Document section:
------------------------------------------------------------

Many who denigrate St Augustine for his overly strict attitudes on intimacy and concupiscence do not realize that he was repeating what Stoic philosophers taught. Rufus is our best example, he criticizes “men who live luxuriously and desire a variety of sexual experiences, legitimate and illegitimate, with both women and men.” Then Rufus gives us advice that is very similar to the teachings of St Augustine: “men who are neither licentious nor wicked must consider only those intimate acts between husband and wife for the creation of children to be right and lawful, but intimate acts that chase after mere pleasure, even in marriage, to be wrong and unlawful.” What if nobody is hurt by these acts of pleasure? Rufus maintains “everyone who acts wrongly and unjustly, even if doesn’t hurt those near to him, immediately shows himself to be entirely base and dishonorable.”
What Rufus and St Augustine are saying to us is simply we should not use another person SOLELY for our own pleasure. We in the modern world should feel blessed that modern medicine ensures that our wives are not risking their lives every time they bear our children. This advice would not sound so draconian if we were living in ancient times. Please compare this blog to my blog on St Augustine and concupiscence.
Rufus sounds more like St Paul in his next lecture on marriage, where he says that the purpose of marriage is children, and that they should “consider all things as common possession and nothing as private, not even the body itself.” Although children are important to marriage, there must also be “companionship and care of husband and wife for each other, both in sickness and in health and on every occasion.” The Church teaches that marriage is a monastic calling, and Rufus agrees, saying that “when this mutual care is complete, each spouse competes to surpass the other in giving such care. Such a marriage is admirable and deserves emulation, such a partnership is beautiful.” But when one or both spouses are selfish rather than selfless, when they neglect the concerns of their spouse, “they either break apart completely from each other, or their marriage is worse than solitude.” “Souls that are naturally disposed towards self-control and justice, in a word, virtue, they are obviously most suitable for marriage.”

------------------------------------------------------------

Source material:
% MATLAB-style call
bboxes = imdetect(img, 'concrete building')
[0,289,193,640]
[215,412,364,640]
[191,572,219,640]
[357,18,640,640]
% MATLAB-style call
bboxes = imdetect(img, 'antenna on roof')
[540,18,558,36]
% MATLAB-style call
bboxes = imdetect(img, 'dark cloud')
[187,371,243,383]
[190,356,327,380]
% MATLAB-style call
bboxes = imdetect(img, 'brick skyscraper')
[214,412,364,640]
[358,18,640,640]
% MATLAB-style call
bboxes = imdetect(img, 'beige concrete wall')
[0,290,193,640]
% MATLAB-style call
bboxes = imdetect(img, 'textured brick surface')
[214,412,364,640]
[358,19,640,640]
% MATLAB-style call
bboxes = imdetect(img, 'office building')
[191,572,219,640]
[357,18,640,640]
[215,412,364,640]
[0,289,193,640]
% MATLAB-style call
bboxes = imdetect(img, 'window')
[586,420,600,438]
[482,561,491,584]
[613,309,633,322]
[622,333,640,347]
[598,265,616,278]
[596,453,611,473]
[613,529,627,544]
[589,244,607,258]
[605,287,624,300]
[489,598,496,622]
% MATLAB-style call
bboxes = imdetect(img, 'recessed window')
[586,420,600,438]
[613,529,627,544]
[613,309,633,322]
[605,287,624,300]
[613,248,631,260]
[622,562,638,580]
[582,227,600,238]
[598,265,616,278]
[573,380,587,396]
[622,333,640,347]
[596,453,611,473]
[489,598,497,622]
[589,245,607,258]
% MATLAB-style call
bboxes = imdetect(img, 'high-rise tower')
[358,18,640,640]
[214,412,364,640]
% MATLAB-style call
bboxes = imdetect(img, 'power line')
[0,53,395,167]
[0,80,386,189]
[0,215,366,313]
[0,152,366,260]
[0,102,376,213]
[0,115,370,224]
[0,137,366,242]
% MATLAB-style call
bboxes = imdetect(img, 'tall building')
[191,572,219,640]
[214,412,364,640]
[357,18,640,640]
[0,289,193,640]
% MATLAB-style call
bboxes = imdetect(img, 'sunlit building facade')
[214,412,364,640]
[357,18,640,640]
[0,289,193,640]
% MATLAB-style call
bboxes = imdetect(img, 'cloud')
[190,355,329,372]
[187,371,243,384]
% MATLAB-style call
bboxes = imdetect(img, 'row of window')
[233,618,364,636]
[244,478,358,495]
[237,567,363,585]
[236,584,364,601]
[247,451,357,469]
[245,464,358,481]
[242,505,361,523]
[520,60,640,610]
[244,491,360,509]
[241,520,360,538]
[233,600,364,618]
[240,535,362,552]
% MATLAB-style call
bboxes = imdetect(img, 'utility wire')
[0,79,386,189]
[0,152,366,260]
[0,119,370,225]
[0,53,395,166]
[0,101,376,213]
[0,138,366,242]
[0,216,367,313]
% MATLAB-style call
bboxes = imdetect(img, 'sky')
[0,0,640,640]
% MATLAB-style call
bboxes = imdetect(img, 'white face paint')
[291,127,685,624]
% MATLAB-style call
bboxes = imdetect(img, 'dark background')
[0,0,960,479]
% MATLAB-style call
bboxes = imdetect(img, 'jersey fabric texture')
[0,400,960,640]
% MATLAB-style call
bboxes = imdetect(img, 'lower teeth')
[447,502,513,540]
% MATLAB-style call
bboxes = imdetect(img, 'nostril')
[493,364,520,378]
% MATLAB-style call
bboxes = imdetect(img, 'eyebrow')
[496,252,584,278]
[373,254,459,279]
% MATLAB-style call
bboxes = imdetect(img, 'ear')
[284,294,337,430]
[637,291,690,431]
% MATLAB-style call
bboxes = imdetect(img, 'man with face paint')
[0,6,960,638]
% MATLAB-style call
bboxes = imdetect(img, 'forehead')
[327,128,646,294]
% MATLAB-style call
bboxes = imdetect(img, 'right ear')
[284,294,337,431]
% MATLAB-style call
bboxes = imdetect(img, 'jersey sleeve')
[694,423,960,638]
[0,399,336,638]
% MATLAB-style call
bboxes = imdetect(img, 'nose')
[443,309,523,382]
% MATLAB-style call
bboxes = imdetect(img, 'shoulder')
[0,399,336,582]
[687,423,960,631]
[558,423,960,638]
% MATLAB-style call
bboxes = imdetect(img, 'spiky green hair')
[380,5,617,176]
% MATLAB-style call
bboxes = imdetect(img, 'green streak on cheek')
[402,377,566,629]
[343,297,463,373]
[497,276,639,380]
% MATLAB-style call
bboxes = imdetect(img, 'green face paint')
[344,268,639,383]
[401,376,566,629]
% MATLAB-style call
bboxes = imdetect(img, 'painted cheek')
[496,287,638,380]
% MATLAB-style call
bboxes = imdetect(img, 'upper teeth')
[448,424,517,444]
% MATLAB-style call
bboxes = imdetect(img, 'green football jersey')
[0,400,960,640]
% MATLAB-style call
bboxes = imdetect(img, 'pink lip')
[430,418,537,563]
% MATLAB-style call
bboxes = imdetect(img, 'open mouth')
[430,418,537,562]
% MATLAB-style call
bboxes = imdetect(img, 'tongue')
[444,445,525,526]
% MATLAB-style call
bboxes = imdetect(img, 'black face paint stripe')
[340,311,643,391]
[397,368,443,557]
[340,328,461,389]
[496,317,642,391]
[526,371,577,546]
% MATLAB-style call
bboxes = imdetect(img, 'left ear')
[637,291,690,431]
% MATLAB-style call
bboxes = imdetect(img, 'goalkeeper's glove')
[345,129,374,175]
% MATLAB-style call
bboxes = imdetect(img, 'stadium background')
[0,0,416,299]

------------------------------------------------------------

What you need to do:
**1.** Answer the following questions about the passage on Rufus.
(a) Which men does Rufus criticize?
(b) What does the passage say modern medicine ensures?
(c) Which souls does Rufus call most suitable for marriage?
**2.** Reproduce the passage on Rufus without alteration, from "What Rufus and" up to and including "Augustine and concupiscence.".

Answers to each task:
**1.**
(a) Men who live luxuriously and desire a variety of sexual experiences, legitimate and illegitimate, with both women and men.
(b) It ensures that wives are not risking their lives every time they bear children.
(c) Souls that are naturally disposed towards self-control and justice, in a word, virtue.

**2.**
What Rufus and St Augustine are saying to us is simply we should not use another person SOLELY for our own pleasure. We in the modern world should feel blessed that modern medicine ensures that our wives are not risking their lives every time they bear our children. This advice would not sound so draconian if we were living in ancient times. Please compare this blog to my blog on St Augustine and concupiscence.